## INSTRUCTION
Rewrite all of the material below, changing every "Put a point on" to "Place a marker on" and keeping everything else the same. Omit the pictures from your answer.

## RECORDED DATA
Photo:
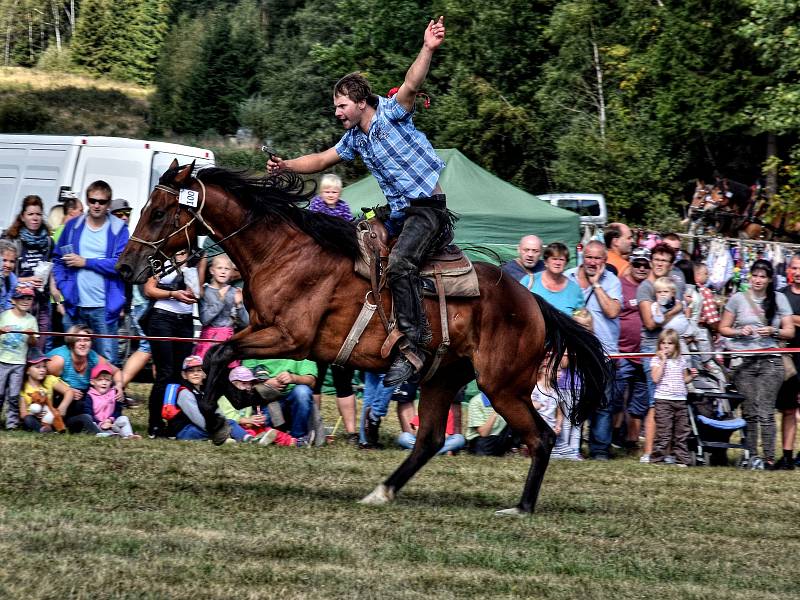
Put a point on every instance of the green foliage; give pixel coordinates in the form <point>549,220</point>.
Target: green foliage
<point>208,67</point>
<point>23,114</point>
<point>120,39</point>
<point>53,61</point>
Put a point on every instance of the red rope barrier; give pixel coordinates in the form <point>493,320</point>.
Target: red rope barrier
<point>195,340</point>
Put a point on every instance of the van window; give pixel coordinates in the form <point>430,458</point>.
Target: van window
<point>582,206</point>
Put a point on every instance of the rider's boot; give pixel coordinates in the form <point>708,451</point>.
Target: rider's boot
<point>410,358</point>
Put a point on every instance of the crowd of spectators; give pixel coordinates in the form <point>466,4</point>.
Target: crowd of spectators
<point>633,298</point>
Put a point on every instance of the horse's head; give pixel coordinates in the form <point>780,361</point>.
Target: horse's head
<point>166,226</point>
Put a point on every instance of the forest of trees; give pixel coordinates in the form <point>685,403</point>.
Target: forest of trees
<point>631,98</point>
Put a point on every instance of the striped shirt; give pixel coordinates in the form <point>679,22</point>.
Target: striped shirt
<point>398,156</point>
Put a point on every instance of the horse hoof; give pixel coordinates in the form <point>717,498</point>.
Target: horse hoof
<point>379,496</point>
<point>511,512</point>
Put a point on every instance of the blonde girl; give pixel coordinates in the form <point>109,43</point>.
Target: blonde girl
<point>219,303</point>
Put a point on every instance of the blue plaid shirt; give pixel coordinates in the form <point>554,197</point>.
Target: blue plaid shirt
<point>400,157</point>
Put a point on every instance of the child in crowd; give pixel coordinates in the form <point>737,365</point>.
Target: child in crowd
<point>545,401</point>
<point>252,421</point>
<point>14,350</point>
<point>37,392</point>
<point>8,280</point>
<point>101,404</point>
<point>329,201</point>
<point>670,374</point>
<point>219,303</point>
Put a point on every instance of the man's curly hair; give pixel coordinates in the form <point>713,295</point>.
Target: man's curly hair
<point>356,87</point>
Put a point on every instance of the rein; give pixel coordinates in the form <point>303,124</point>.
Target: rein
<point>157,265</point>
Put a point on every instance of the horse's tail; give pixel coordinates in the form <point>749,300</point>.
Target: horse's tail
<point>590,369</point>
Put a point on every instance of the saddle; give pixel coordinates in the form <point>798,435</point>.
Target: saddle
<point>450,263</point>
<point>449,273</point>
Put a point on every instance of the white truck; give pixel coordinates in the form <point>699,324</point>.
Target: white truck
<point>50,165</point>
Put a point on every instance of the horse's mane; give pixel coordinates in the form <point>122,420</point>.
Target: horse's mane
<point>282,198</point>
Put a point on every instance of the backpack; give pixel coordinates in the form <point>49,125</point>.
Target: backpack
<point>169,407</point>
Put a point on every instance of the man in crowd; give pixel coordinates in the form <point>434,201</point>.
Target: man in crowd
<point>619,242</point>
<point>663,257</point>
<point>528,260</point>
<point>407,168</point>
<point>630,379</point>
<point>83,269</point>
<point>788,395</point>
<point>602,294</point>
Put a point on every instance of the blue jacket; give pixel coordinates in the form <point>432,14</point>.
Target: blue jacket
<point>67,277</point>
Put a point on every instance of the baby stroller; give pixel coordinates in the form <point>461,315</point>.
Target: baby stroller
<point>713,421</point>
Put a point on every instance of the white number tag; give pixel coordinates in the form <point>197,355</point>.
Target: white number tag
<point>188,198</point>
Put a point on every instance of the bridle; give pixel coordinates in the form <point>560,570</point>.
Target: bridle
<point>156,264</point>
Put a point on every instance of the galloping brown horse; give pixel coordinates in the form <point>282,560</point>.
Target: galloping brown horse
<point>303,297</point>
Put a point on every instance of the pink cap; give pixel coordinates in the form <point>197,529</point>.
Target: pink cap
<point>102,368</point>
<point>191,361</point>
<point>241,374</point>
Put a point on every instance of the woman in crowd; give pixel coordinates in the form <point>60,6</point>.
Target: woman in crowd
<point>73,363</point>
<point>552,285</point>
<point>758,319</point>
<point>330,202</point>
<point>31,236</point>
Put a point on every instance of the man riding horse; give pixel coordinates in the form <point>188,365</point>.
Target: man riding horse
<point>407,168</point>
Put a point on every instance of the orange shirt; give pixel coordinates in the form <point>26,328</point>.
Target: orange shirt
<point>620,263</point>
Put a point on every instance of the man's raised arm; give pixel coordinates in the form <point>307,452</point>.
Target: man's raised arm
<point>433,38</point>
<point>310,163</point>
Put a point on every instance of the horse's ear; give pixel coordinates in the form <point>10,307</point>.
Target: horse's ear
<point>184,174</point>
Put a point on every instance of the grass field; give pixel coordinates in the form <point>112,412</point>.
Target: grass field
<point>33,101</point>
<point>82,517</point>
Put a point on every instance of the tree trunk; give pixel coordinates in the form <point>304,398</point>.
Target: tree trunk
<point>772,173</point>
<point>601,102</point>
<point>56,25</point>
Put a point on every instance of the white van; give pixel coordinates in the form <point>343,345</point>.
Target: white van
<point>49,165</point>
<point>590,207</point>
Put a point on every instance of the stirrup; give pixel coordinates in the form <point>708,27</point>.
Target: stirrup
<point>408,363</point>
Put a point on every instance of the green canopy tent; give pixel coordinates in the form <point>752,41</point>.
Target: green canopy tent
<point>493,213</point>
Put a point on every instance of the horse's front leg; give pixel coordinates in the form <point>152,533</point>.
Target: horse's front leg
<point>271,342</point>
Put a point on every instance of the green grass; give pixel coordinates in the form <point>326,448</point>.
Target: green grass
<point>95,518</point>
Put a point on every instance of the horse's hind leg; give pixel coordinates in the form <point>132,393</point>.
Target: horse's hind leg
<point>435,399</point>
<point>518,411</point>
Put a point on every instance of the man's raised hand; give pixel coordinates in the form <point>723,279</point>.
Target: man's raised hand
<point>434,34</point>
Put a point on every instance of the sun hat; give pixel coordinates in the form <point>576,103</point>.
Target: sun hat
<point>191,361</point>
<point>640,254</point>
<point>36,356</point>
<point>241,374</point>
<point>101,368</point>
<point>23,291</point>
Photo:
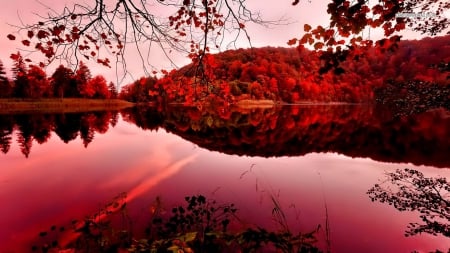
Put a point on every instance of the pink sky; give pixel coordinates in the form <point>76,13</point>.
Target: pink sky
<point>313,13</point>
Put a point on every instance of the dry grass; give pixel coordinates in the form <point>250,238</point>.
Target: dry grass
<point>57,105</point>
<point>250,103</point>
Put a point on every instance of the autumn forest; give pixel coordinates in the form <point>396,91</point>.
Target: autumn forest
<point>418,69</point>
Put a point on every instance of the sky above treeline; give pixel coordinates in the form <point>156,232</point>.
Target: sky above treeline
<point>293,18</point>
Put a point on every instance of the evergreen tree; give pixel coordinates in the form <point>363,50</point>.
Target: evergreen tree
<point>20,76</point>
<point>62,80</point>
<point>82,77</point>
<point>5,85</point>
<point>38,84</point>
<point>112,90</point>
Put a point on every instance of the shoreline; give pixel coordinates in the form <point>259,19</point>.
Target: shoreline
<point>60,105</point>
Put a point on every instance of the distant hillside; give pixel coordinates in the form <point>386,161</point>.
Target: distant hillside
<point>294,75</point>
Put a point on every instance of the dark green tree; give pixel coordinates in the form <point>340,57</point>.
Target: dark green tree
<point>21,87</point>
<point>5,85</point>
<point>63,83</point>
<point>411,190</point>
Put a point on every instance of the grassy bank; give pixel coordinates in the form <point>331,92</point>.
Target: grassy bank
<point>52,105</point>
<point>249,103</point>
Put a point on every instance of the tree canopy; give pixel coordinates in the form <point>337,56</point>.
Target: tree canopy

## CORRECT OUTPUT
Photo:
Place a marker on every instance of the green foliage; give pixel coordinates in the form <point>549,220</point>.
Target: green foliage
<point>208,67</point>
<point>23,114</point>
<point>120,39</point>
<point>53,61</point>
Place a marker on every instance of the red rope barrier; give pixel coordinates in the form <point>493,320</point>.
Target: red rope barrier
<point>195,340</point>
Place a marker on every instance of the van window; give pixel coordinates in the form <point>430,458</point>.
Target: van window
<point>582,206</point>
Place a marker on every instance of the rider's boot; give pixel coordinates in the form <point>708,451</point>.
Target: rider's boot
<point>410,358</point>
Place a marker on every instance of the crowd of spectators; give pixel coordinates in the form <point>466,4</point>.
Target: crowd of spectators
<point>633,298</point>
Place a marker on every instance of the horse's head; give pixel coordinates in the form <point>780,361</point>.
Target: horse's head
<point>166,226</point>
Place a marker on every instance of the forest of trees; give pixel coordinates in the form <point>685,403</point>.
Target: forest of trees
<point>631,98</point>
Place a marker on every instance of the striped shirt; give pixel coordinates in the form <point>679,22</point>.
Target: striped shirt
<point>398,156</point>
Place a marker on every instance of the horse hoof; give pixel coordinates in the form <point>717,498</point>.
Target: horse hoof
<point>379,496</point>
<point>511,512</point>
Place a marker on every instance of the blonde girl; give pixel coordinates in the form <point>109,43</point>.
Target: blonde girl
<point>219,303</point>
Place a marker on every instance of the blue plaid shirt; give pixel coordinates in the form <point>554,197</point>.
Target: blue plaid shirt
<point>400,157</point>
Place a marker on every instance of the child in crowd; give pixel coordinates in the form <point>737,365</point>.
Target: child in crowd
<point>545,401</point>
<point>252,421</point>
<point>14,350</point>
<point>37,392</point>
<point>8,280</point>
<point>101,404</point>
<point>329,201</point>
<point>670,374</point>
<point>219,303</point>
Place a marker on every instance of the man's curly hair; give pixel coordinates in the form <point>713,295</point>.
Target: man's curly hair
<point>356,87</point>
Place a marker on every instance of the rein; give pixel coordinates in the form <point>303,124</point>.
Target: rein
<point>157,265</point>
Place a marker on every instance of the horse's tail; give pixel coordinates in the form <point>749,300</point>.
Target: horse's tail
<point>590,369</point>
Place a marker on every instance of the saddle; give pixel coordinates in the form <point>798,435</point>.
Target: saddle
<point>450,263</point>
<point>449,273</point>
Place a marker on every instance of the white truck; give pixel coordinates in the form <point>699,324</point>.
Target: white truck
<point>50,165</point>
Place a marker on every instance of the horse's mane; give pixel coordinates in the form <point>122,420</point>.
Target: horse's mane
<point>282,198</point>
Place a marker on every instance of the backpack; give pixel coordinates in the form <point>49,125</point>.
Target: backpack
<point>169,407</point>
Place a marker on every instance of the man in crowd; give pixel coordinates in the form <point>434,201</point>.
Target: man in crowd
<point>619,242</point>
<point>663,257</point>
<point>528,260</point>
<point>407,168</point>
<point>630,379</point>
<point>83,269</point>
<point>788,395</point>
<point>602,294</point>
Place a marker on every instance of the blue jacket; give pixel coordinates in the form <point>432,14</point>.
Target: blue jacket
<point>67,277</point>
Place a marker on every instance of the baby stroller; give pixel coordinates in the form <point>461,315</point>.
Target: baby stroller
<point>713,421</point>
Place a marker on every instance of the white number tag; give pixel coordinates in the form <point>197,355</point>.
Target: white number tag
<point>188,198</point>
Place a marker on every instance of the bridle; give pixel coordinates in the form <point>560,570</point>.
Target: bridle
<point>156,264</point>
Place a marker on every instance of the galloping brown horse; give pixel coordinates in the form <point>282,560</point>.
Target: galloping brown horse
<point>303,297</point>
Place a marker on every instance of the pink cap; give pixel coordinates in the form <point>197,529</point>.
Target: pink cap
<point>102,368</point>
<point>191,361</point>
<point>241,374</point>
Place a marker on every instance of the woman in crowd; give pixel coordinates in the form <point>60,6</point>.
Target: woman in crowd
<point>73,363</point>
<point>552,285</point>
<point>758,319</point>
<point>330,202</point>
<point>31,236</point>
Place a marker on every instance of the man riding horse; give pixel coordinates in the form <point>188,365</point>.
Target: man riding horse
<point>407,168</point>
Place a marker on every instance of the orange shirt; give pixel coordinates in the form <point>26,328</point>.
Target: orange shirt
<point>620,263</point>
Place a marker on every instance of the man's raised arm; give pixel coordinates in the form <point>307,452</point>.
Target: man's raised arm
<point>433,38</point>
<point>310,163</point>
Place a marker on every instance of the horse's ear; give pixel coordinates in the form <point>10,307</point>.
Target: horse's ear
<point>184,174</point>
Place a marker on every instance of the grass field; give pixel coordinates in the form <point>112,412</point>.
Target: grass field
<point>33,101</point>
<point>82,517</point>
Place a marker on every instance of the tree trunk; give pixel coordinates in the form <point>304,398</point>.
Target: tree trunk
<point>772,173</point>
<point>601,102</point>
<point>56,25</point>
Place a marker on every instance of the white van; give pixel coordinates in the form <point>343,345</point>.
Target: white van
<point>49,165</point>
<point>590,207</point>
Place a marker on every instance of the stirrup; give pixel coordinates in the form <point>708,27</point>.
Target: stirrup
<point>408,363</point>
Place a marker on every instance of the green canopy tent; give pixel coordinates in the form <point>752,41</point>.
Target: green canopy tent
<point>493,213</point>
Place a marker on every instance of the horse's front leg; give pixel coordinates in the form <point>152,533</point>.
Target: horse's front leg
<point>271,342</point>
Place a marker on every instance of the green grass; give pixel coordinates in the form <point>326,448</point>.
Target: green grass
<point>95,518</point>
Place a marker on every instance of the horse's hind leg; give pixel coordinates in the form <point>132,393</point>.
Target: horse's hind leg
<point>435,399</point>
<point>518,411</point>
Place a marker on every instance of the man's raised hand; give pixel coordinates in the form <point>723,279</point>.
Target: man's raised hand
<point>434,34</point>
Place a marker on every instance of the sun hat; give pixel coordinates in the form <point>576,103</point>.
Target: sun hat
<point>191,361</point>
<point>640,254</point>
<point>36,356</point>
<point>241,374</point>
<point>101,368</point>
<point>23,291</point>
Photo:
Place a marker on every instance of the pink sky; give pixel coordinates in the form <point>76,13</point>.
Target: pink sky
<point>313,13</point>
Place a marker on every instance of the dry grass; give pixel coordinates in the form <point>250,238</point>.
Target: dry grass
<point>57,105</point>
<point>250,103</point>
Place a marker on every instance of the autumn forest; give pixel coordinates in the form <point>396,91</point>.
Target: autumn forest
<point>418,69</point>
Place a marker on every instance of the sky above treeline; give pixel coordinates in the form <point>156,232</point>.
Target: sky above treeline
<point>293,18</point>
Place a marker on every instance of the evergreen tree; give pixel coordinates in the form <point>363,50</point>.
Target: evergreen tree
<point>20,76</point>
<point>62,80</point>
<point>82,77</point>
<point>5,85</point>
<point>38,84</point>
<point>112,90</point>
Place a marker on every instance of the shoreline; give pixel coordinates in the form <point>259,19</point>.
Target: shoreline
<point>60,105</point>
Place a marker on every instance of the distant hillside; give pixel coordinates in the form <point>386,161</point>.
Target: distant hillside
<point>294,75</point>
Place a marker on every instance of the dark green tree; give pixel coordinates in the form <point>340,57</point>.
Target: dark green tree
<point>21,87</point>
<point>5,85</point>
<point>63,83</point>
<point>411,190</point>
Place a marker on every instance of the grassy bank; give pixel coordinates in the form <point>331,92</point>.
Target: grassy bank
<point>52,105</point>
<point>249,103</point>
Place a marker on every instance of the tree canopy; give pixel coordinates in the form <point>337,56</point>.
Target: tree canopy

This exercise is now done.